--- REQUIRED ACTION ---
Please set out each line below exactly as it stands, without the images.

(Items listed in a dataset)
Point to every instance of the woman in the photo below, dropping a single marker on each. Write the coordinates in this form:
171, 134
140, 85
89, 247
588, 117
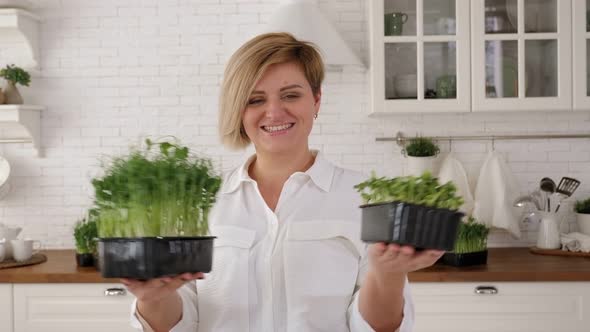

--- ANSWER SECTION ---
Point to every instance of the woman in the photo below, dropping a single marker on each. Write the coordinates in this form:
171, 134
140, 85
89, 247
588, 117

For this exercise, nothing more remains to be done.